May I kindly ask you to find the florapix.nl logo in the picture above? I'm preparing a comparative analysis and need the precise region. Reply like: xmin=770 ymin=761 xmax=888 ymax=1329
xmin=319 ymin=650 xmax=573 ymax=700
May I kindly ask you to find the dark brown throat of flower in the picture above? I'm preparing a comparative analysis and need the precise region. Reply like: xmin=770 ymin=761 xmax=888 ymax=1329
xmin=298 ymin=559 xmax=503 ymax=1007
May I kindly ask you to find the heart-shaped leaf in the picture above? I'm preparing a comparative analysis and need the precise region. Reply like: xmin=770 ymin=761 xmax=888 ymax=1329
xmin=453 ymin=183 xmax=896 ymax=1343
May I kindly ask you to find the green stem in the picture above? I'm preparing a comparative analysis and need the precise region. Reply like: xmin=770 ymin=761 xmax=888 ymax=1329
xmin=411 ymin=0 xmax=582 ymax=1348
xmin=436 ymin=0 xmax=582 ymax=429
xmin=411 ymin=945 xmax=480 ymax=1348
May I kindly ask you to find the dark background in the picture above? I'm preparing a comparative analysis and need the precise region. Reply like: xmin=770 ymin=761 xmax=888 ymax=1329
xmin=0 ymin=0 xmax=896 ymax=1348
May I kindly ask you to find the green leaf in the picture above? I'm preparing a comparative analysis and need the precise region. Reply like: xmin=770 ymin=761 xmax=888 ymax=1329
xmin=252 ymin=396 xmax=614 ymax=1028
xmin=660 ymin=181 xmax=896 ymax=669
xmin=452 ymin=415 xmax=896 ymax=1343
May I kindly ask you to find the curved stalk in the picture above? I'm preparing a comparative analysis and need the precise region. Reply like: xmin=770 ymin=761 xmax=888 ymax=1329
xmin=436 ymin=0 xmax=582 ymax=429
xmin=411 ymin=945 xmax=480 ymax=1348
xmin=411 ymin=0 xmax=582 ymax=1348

+ + + +

TASK REQUIREMENTS |
Revise the data above by replacing "comparative analysis" with "detailed study" everywhere it occurs, keeping every other line unchanged.

ANSWER BELOW |
May I kindly ask you to find the florapix.nl logo in the picture above? I'm preparing a detailed study and need the precise region. Reply like: xmin=770 ymin=761 xmax=888 ymax=1329
xmin=319 ymin=650 xmax=573 ymax=700
May I kindly ask you to find the dark brown throat of flower in the picture above? I'm preparing a detailed study and need the precise region. Reply like: xmin=770 ymin=761 xmax=888 ymax=1329
xmin=298 ymin=559 xmax=503 ymax=1007
May I kindly ask you to find the heart-shaped leaf in the picture above? I'm preparing a detailed study and need the precise region. Reply like: xmin=770 ymin=761 xmax=888 ymax=1329
xmin=453 ymin=183 xmax=896 ymax=1343
May I kindly ask you to find the green stem in the picture above? I'm preparing a detailed study and need the precise region. Reply like: xmin=770 ymin=761 xmax=888 ymax=1329
xmin=411 ymin=0 xmax=582 ymax=1348
xmin=436 ymin=0 xmax=582 ymax=429
xmin=411 ymin=945 xmax=480 ymax=1348
May I kindly ask you to find the dark background in the picture above? I'm preparing a detailed study and need the precise region. Reply like: xmin=770 ymin=761 xmax=888 ymax=1329
xmin=0 ymin=0 xmax=896 ymax=1348
May I kindly ask you to find the green leaf in the picture above? I'm preparing a detailed study and need the precise region. Reply like: xmin=770 ymin=761 xmax=888 ymax=1329
xmin=252 ymin=396 xmax=614 ymax=1028
xmin=660 ymin=181 xmax=896 ymax=669
xmin=452 ymin=415 xmax=896 ymax=1343
May I kindly ask you to find the curved stalk in the picture above? I'm preparing a detailed study and need the precise region. Reply like: xmin=770 ymin=761 xmax=888 ymax=1329
xmin=436 ymin=0 xmax=582 ymax=429
xmin=411 ymin=945 xmax=480 ymax=1348
xmin=411 ymin=0 xmax=582 ymax=1348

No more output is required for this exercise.